*Coordinate annotation entries*:
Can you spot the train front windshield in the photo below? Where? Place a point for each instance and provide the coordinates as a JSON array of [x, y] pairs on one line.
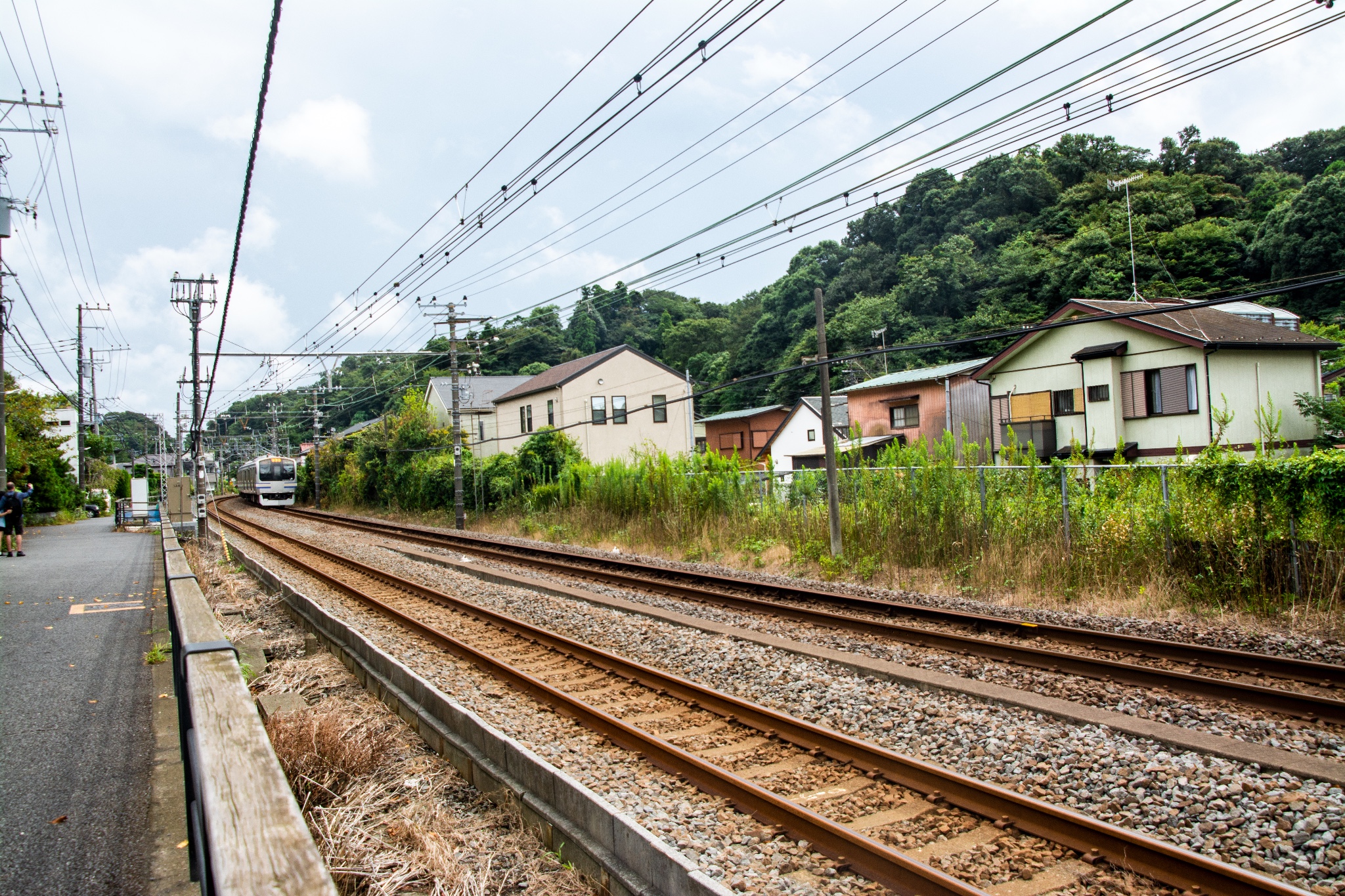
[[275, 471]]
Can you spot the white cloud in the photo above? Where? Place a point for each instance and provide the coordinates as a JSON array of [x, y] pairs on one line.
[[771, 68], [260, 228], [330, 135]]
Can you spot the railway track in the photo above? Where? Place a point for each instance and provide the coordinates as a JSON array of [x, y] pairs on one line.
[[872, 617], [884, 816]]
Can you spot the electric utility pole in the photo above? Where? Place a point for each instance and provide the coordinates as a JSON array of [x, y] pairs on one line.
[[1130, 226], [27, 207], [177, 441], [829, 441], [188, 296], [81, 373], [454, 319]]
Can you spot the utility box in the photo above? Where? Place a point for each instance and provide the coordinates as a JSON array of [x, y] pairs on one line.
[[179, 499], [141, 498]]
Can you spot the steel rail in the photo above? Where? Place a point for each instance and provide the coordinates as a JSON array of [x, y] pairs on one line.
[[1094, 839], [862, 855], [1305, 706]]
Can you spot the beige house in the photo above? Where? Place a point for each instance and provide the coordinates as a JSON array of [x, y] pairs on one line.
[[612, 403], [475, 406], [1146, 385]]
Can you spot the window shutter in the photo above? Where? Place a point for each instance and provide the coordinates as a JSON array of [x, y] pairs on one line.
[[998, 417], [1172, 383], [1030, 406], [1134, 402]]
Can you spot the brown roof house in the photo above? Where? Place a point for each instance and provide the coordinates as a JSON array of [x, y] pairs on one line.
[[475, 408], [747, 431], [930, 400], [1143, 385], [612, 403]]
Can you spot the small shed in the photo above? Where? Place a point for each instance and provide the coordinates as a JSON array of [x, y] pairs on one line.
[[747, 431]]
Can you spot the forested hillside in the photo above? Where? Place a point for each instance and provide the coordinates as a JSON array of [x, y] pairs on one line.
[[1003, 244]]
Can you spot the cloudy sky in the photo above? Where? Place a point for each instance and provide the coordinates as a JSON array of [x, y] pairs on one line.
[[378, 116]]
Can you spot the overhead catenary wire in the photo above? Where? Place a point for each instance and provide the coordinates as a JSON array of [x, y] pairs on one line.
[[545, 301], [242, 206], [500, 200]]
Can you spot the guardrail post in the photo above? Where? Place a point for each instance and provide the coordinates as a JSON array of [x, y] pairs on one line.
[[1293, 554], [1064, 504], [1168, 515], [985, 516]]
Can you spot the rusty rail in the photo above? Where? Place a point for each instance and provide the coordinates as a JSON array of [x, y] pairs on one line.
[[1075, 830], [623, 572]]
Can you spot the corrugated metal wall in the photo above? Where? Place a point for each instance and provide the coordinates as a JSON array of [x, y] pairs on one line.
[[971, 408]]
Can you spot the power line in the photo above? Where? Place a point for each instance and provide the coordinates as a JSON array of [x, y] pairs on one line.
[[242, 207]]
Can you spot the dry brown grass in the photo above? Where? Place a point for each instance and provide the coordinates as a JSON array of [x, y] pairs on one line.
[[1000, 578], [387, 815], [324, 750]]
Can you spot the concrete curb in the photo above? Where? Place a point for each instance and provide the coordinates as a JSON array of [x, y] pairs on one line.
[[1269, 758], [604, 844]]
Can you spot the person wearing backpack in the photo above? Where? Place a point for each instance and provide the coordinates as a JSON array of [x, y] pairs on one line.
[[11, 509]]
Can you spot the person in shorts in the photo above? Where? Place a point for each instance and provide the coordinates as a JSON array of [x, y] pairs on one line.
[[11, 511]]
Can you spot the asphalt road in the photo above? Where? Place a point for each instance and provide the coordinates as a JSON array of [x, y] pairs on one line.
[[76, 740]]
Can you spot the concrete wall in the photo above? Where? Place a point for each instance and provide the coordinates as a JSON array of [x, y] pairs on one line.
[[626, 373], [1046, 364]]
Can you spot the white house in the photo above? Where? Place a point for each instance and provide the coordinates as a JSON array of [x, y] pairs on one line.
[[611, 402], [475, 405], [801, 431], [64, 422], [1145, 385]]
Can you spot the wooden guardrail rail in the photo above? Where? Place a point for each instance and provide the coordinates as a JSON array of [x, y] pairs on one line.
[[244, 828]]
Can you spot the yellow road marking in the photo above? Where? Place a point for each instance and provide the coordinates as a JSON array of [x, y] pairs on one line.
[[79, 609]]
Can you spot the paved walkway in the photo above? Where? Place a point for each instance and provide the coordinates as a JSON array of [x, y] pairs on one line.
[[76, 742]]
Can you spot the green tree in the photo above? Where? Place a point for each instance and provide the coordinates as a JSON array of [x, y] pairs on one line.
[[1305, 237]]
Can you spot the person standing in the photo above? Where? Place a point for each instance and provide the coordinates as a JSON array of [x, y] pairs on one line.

*GIVEN INSTRUCTION*: Could you reproduce all of the material with "instance" changed to "occurrence" wherever it occurs, leaving everything else untouched? Omit the pictures from your version.

*RESULT OF THE EXERCISE*:
Can you spot the train front windshield in the photo below? Where? Place a point for each occurrence and provide the coordinates as a JSON array of [x, y] pairs on one line.
[[275, 471]]
Can you spot the white cloud in the photo above? Where? Place a point for each occurrence and provide the coordinates as a JSON array of [x, y] pairs on one line.
[[771, 68], [260, 228], [330, 135]]
Can you spot the railway track in the photo above? Where? Place a point for each occurrence and provide the coordinates as a JSON array of [x, y] pairs on one line.
[[872, 617], [884, 816]]
Can you spot the electric utility pole in the photo above? Where? Place a point for each occurrence and provide the coordinates as a JSON array of [x, y] pairs on one line.
[[1130, 226], [27, 207], [177, 441], [829, 441], [188, 296], [81, 373], [454, 319]]
Can you spot the utility box in the photo above? Where? Place a point for each occurrence and provide the coordinates as a JSON array of [x, y] pairs on one line.
[[179, 499], [141, 498]]
Can you spot the steel rail in the photo above? Where? Place a point for each occurrence and provide the coordinates as a JSON array of [x, y] pairs on one line.
[[1094, 839], [862, 855], [1305, 706]]
Can you spot the beige house in the photo above? Where? Place a point for each occurrence and provide the coordinates as a JSON array of [x, y] pairs on one line.
[[612, 403], [475, 406], [1146, 385]]
Can you spot the window shutter in the photo above? Where? Place a point for each occurrence and provide the coordinates as a JSON array of [x, y] pairs on one line.
[[998, 417], [1172, 383], [1030, 406], [1134, 402]]
Can you spot the brown roof house in the photo above? Where? Place a point for each occurrence and provide the coordinates as a JSON array of [x, y] pairs on one line.
[[475, 408], [747, 431], [930, 400], [1143, 385], [612, 403]]
Can you spot the small shed in the photo above? Where? Place a point for each occurrence and provide the coordinates as a JSON array of [x, y] pairs on one line.
[[747, 431]]
Can you spot the forested hillside in the photo above? Where? Place a point for each occurrence and provide the coordinates as a JSON array of [x, y] pairs on one line.
[[1003, 244]]
Can you spot the cloudy sky in the photo above? Where? Place a point for each occurrence and provide the coordinates as a JSON array of [x, y] pairs on one line.
[[378, 116]]
Can you spot the overhead catenary wire in the photo above? Where? Place a point for each occurrence and provide the coordinates as a JSON array of [x, y] pairs on one line.
[[545, 301], [242, 206], [500, 200]]
Can you spot the guardrail post in the photo above? Where? Place a point for each occurrence and provide the coordinates as a JSON array of [x, y] pairs on one line.
[[1293, 554], [1064, 504], [1168, 515], [985, 516]]
Can you spot the rusty rail in the photo above? Where? Place a point for each occurrence and provide the coordinates as a JSON array of [x, y] pairs on one line.
[[1075, 830], [623, 572]]
Can you spot the corrugated metal wall in the photo above? Where? Place a point for each occurrence and provide the coordinates as a JSON array of [x, y] pairs on one line.
[[971, 408]]
Can you spot the power line in the photo above? Where? Place a point for each occurrence and provide the coordinates as a JSON array of [x, y] pairs on one line.
[[242, 207]]
Can you spot the dry brown grass in the photo above? Where? Place a point for each occurrence and provide the coordinates as a JSON array of [x, y] pairs on one line.
[[1000, 578], [387, 815], [324, 750]]
Can you spot the concrete curb in the photo above? Where? Place a point for each occurrence and provide the coordinates as a JSON array of [x, y] pairs on one line.
[[1269, 758], [604, 844]]
Can you spot the person wearing backpack in the photo above? Where? Place a point for each occurrence and provide the coordinates as a JSON array of [x, y] pairs on one line.
[[11, 509]]
Can you spot the person in shorts in the photo above? Where? Place a point for each occurrence and provide the coordinates as a JSON array of [x, y] pairs on one line.
[[11, 511]]
Can you spot the asphalt road in the photo above? Where? Place a point for each occurrence and provide the coordinates as a JSON array of [x, y] pairs on one line.
[[76, 740]]
Can you spot the concrete wall in the photo above? Where? Place a point for each occurrence and provide the coordinates as a JSON array of [x, y] pairs on one line.
[[626, 373], [1046, 364]]
Can you spot the white house in the photo above? Where? Place a point for each occurrence and provide the coordinates as a JSON array of [x, y] pairs on one line.
[[611, 402], [475, 405], [801, 431], [64, 422], [1145, 385]]
Can you spot the wooden guardrail rail in the photo above? Where? Place a point for each occurrence and provide the coordinates as a JSON array of [x, y] pairs on one line.
[[244, 828]]
Can you spot the yellow road marking in the photo above? Where? Place a point for each occurrence and provide the coordinates as a JSON array of [x, y] pairs on one line.
[[79, 609]]
Can you spot the paved walkway in the photo above? Where? Place a point for each occurrence and provide the coordinates as a JSON array of [x, y] pairs on one line.
[[76, 742]]
Can you spot the green tree in the photo above? Where? Place a point for each occurrence and provide the coordinates as a JSON array of [x, y] pairs on one line.
[[1305, 237]]
Can you spot the person standing in the photo above? Where? Place a point for each occurrence and provide the coordinates as a JSON array of [x, y] pairs on one line.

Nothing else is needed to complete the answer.